**Text provided:**
What is the Difference Between Tokenization vs. Encryption?

January 29, 2021

by Nilesh Parmar, Senior Privacy Engineer at Privitar

Hang on, why are we talking about the differences between tokenization and encryption?  Don’t they both do the same thing?  At the end of the day, they both just “scramble” the data so it’s unusable, right?  Well, yes… and no. In this introductory post, we’ll be looking at what tokenization and encryption are, when to use them and why you would use one approach over the other. 

What is Encryption?

When you encrypt data, you are “locking” your sensitive data in a way that only authorized parties can “unlock” it and see the actual values. The only way you can unlock that data is with a secret key. Whilst the data is encrypted, it’s basically unusable. The encrypted result is known as “cipher text.” For example, if I were to encrypt the name “John Smith,” depending on the encryption method used, the result could look like this:

John Smith = kMgJDrggu5099aycVkUMh3Vk+v5KpR9Vlj5nFRQ2nZc=

You don’t have much control over what the output looks like, which means that you can’t use this encrypted value for anything meaningful. But that’s the whole point!

The thing about encryption is that it can be reversed. It is designed to be reversed, so that an authorized person can view and use the raw, sensitive data.  In the wrong hands, if someone wants to try hard enough, they can crack the encryption and get to the sensitive data. That’s why there are a range of encryption algorithms from simple to very complex, to suit your needs.

**Directions:**
1. In the post on tokenization and encryption, what name is given to the result of encrypting data?
2. Transcribe the part of the post on tokenization and encryption starting at "When you encrypt" and ending at "the whole point!".
Leave the data out of this work entirely.

**Stored rows:**
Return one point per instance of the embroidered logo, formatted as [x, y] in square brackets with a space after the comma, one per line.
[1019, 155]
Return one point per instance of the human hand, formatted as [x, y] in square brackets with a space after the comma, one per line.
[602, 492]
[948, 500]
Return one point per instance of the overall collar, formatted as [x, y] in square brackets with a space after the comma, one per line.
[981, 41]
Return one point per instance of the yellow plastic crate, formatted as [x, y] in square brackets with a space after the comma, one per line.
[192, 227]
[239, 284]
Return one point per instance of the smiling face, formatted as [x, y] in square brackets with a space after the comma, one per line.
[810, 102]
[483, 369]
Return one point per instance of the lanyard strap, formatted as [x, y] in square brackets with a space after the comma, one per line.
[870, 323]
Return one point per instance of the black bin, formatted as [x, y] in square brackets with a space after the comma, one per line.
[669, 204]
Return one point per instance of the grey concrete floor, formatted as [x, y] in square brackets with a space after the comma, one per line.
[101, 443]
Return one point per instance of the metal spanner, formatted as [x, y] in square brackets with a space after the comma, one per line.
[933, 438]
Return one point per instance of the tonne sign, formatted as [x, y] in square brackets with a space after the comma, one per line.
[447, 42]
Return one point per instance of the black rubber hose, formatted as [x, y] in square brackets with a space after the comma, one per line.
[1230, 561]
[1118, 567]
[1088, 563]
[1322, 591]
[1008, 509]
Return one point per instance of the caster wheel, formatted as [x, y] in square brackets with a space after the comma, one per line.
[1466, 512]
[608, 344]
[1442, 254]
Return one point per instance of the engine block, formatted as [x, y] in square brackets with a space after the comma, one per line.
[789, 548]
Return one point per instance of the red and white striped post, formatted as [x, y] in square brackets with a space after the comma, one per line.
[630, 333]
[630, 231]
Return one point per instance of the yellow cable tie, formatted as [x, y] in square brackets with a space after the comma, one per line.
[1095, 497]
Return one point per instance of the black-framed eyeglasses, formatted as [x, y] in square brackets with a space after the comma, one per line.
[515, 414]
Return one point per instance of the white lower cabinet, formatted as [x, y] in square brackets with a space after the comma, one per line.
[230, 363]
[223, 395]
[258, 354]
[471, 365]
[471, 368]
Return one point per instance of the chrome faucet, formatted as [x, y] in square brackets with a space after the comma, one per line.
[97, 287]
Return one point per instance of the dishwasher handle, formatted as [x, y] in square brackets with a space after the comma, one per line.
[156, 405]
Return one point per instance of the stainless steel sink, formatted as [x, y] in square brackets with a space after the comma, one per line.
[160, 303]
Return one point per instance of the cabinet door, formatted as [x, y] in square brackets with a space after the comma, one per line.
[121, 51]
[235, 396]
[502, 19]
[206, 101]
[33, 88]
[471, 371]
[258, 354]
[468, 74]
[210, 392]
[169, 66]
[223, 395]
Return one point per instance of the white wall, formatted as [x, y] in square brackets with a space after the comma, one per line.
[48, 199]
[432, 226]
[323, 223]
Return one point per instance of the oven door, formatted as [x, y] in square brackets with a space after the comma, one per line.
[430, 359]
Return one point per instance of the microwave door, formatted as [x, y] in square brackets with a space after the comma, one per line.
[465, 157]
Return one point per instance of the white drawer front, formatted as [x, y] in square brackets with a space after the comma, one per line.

**Task results:**
1. It is known as "cipher text."

2.
When you encrypt data, you are “locking” your sensitive data in a way that only authorized parties can “unlock” it and see the actual values. The only way you can unlock that data is with a secret key. Whilst the data is encrypted, it’s basically unusable. The encrypted result is known as “cipher text.” For example, if I were to encrypt the name “John Smith,” depending on the encryption method used, the result could look like this:

John Smith = kMgJDrggu5099aycVkUMh3Vk+v5KpR9Vlj5nFRQ2nZc=

You don’t have much control over what the output looks like, which means that you can’t use this encrypted value for anything meaningful. But that’s the whole point!